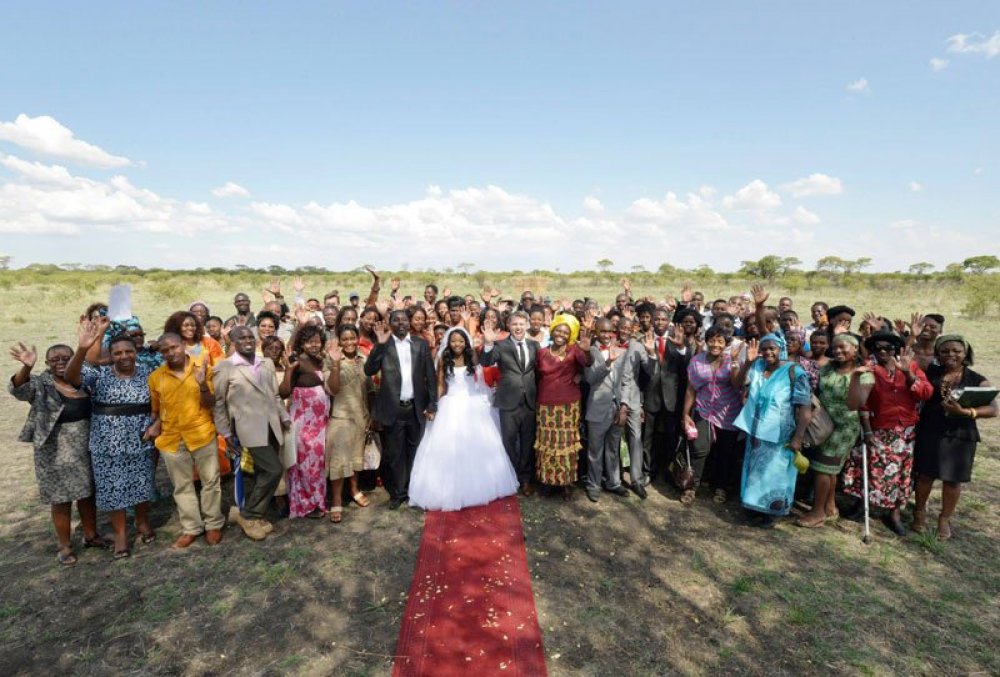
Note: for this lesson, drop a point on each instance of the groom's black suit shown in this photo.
(402, 422)
(515, 398)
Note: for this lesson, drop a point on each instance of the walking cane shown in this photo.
(864, 488)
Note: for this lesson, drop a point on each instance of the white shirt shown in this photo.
(405, 368)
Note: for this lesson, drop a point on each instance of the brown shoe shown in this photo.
(183, 541)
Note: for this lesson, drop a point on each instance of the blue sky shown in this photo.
(510, 135)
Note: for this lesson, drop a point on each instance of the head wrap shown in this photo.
(571, 323)
(778, 340)
(958, 338)
(846, 337)
(886, 337)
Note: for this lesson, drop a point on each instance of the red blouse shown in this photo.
(891, 403)
(557, 382)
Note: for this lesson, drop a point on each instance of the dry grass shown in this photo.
(621, 586)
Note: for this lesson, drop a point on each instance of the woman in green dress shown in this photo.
(827, 460)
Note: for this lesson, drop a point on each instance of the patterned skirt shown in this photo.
(890, 467)
(557, 444)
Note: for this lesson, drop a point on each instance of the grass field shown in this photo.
(623, 586)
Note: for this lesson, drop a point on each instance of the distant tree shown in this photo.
(921, 268)
(769, 267)
(981, 264)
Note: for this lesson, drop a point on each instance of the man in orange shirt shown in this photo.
(183, 399)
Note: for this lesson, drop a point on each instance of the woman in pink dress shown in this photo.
(310, 409)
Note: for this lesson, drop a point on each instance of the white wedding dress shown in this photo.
(461, 461)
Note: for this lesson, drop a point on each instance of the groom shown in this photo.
(406, 398)
(515, 396)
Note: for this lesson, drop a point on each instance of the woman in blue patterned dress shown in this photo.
(121, 447)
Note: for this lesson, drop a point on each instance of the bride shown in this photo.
(461, 460)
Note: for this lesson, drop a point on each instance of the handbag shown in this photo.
(820, 425)
(373, 451)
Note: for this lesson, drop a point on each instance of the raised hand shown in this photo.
(25, 356)
(88, 334)
(489, 331)
(382, 331)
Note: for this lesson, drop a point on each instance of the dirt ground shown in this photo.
(622, 587)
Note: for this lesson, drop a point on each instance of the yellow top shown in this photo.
(177, 401)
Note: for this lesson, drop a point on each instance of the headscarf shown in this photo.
(778, 340)
(958, 338)
(846, 337)
(571, 322)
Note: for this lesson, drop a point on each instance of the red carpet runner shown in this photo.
(471, 610)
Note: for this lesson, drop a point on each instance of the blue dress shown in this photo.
(122, 461)
(768, 418)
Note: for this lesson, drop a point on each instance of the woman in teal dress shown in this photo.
(774, 417)
(827, 460)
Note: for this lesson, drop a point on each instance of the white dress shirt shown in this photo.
(405, 368)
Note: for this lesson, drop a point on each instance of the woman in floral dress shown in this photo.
(310, 409)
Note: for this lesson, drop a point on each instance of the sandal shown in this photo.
(98, 542)
(66, 559)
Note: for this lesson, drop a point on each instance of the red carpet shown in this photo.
(471, 610)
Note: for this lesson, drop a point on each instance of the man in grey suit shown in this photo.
(515, 357)
(407, 397)
(249, 413)
(605, 414)
(666, 371)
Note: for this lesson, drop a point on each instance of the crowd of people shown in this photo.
(459, 400)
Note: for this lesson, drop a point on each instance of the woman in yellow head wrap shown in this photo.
(557, 441)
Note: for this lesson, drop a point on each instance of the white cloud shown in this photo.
(804, 216)
(755, 196)
(230, 189)
(859, 86)
(814, 184)
(975, 43)
(46, 135)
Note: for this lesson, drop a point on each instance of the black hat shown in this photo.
(886, 336)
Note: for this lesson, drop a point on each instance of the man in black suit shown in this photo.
(515, 396)
(406, 398)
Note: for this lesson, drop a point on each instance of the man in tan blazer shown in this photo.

══════

Pull every line of the data above out word for word, omitting the pictures.

Note: for this lesson, drop a point on each instance of the groom's black suit shown in this photo.
(402, 422)
(515, 398)
Note: for this lesson, drop a point on each instance of the walking cane shown in this photo.
(864, 488)
Note: for this lesson, drop a point on each instance of the white shirt shown in this photo.
(405, 368)
Note: for this lesson, drop a point on each instance of the brown shoe shown in this photo.
(183, 541)
Note: for this lesson, drop a point on each instance of the blue sky shown in this photo.
(510, 135)
Note: for this lesson, drop a point on each instance of the head wrap shown in this photo.
(571, 323)
(778, 340)
(958, 338)
(846, 337)
(886, 337)
Note: for this lesson, drop a point on each instance of the red blouse shown in this photo.
(891, 403)
(557, 382)
Note: for this lesson, drop a point on each instance of the dry grass shown in this photo.
(621, 586)
Note: for this lesson, drop a point on each instance of the woman in green dress shown in this photo.
(827, 460)
Note: for this lesson, drop a point on each instance of the patterned skirt shown in this photo.
(890, 467)
(557, 444)
Note: for this lesson, drop a point on each instance of the grass field shown in this photo.
(623, 586)
Note: for this lesson, drop a point on each instance of the distant tree shown in this photo.
(921, 268)
(769, 267)
(981, 264)
Note: for this lesson, drop a point on each instance of the man in orange shirt shown in this photo.
(183, 399)
Note: for this lesson, drop a point on each instance of the woman in pink dress shown in this photo.
(310, 409)
Note: for this lesson, drop a point on each instance of the white wedding dress shown in this photo.
(461, 461)
Note: for this lesson, drop a point on each instance of the groom shown in this photo.
(406, 398)
(515, 396)
Note: for this lesson, drop a point on each instance of the woman in blue patterned dress shown in this photo.
(121, 447)
Note: for this lesson, drop a point on each instance of the bride shown in this photo.
(461, 460)
Note: for this lesson, drop a point on each instance of the handbag shown in this photo.
(820, 425)
(373, 451)
Note: for this lesson, drop a point on each instance of the raised hand shown in this photo.
(25, 356)
(88, 334)
(489, 331)
(382, 331)
Note: for this lesson, drop a point on each instance of the dirt ground shown in this photo.
(622, 587)
Note: for this lesson, drop a point on each instance of the yellow top shown in this photo.
(177, 401)
Note: for this lesson, drop a point on each instance of the headscarf shown in this photo.
(778, 340)
(958, 338)
(846, 337)
(571, 322)
Note: for this lesson, drop a point on each instance of the red carpet runner shown in this photo.
(471, 610)
Note: for this lesson, drop a point on each instance of the blue dress shown in this photo.
(122, 461)
(768, 418)
Note: for this lesson, drop a point on each instance of the woman in teal dress shown in this photo.
(774, 417)
(827, 460)
Note: for this lesson, drop a point on each instance of the white dress shirt shown in this photo.
(405, 368)
Note: for this lesson, drop a point on each instance of the woman in floral dress shown in this photo.
(310, 409)
Note: for this lesson, drop a point on each instance of the sandal shown in this photo.
(98, 542)
(66, 559)
Note: for this lesson, drop a point on each instance of the red carpet shown in this photo.
(471, 610)
Note: for this lesson, drop a point on each instance of the man in grey suit shown in this photo.
(515, 357)
(407, 397)
(249, 413)
(605, 414)
(666, 371)
Note: for this lesson, drop a point on each instance of the crowd of people shown in this photo.
(459, 400)
Note: for this lesson, drop a point on each instance of the woman in yellow head wrap shown in this photo.
(557, 441)
Note: for this lesson, drop a point on each instance of the white cloud shown in this photo.
(804, 216)
(755, 196)
(230, 189)
(859, 86)
(814, 184)
(975, 43)
(46, 135)
Note: for this lesson, drop a point on each instance of the black hat shown in this photo.
(886, 336)
Note: for this lesson, drop a point on each instance of the man in black suit shown in this photo.
(515, 396)
(406, 398)
Note: for this lesson, drop a point on each instance of the man in tan blazer shown in this photo.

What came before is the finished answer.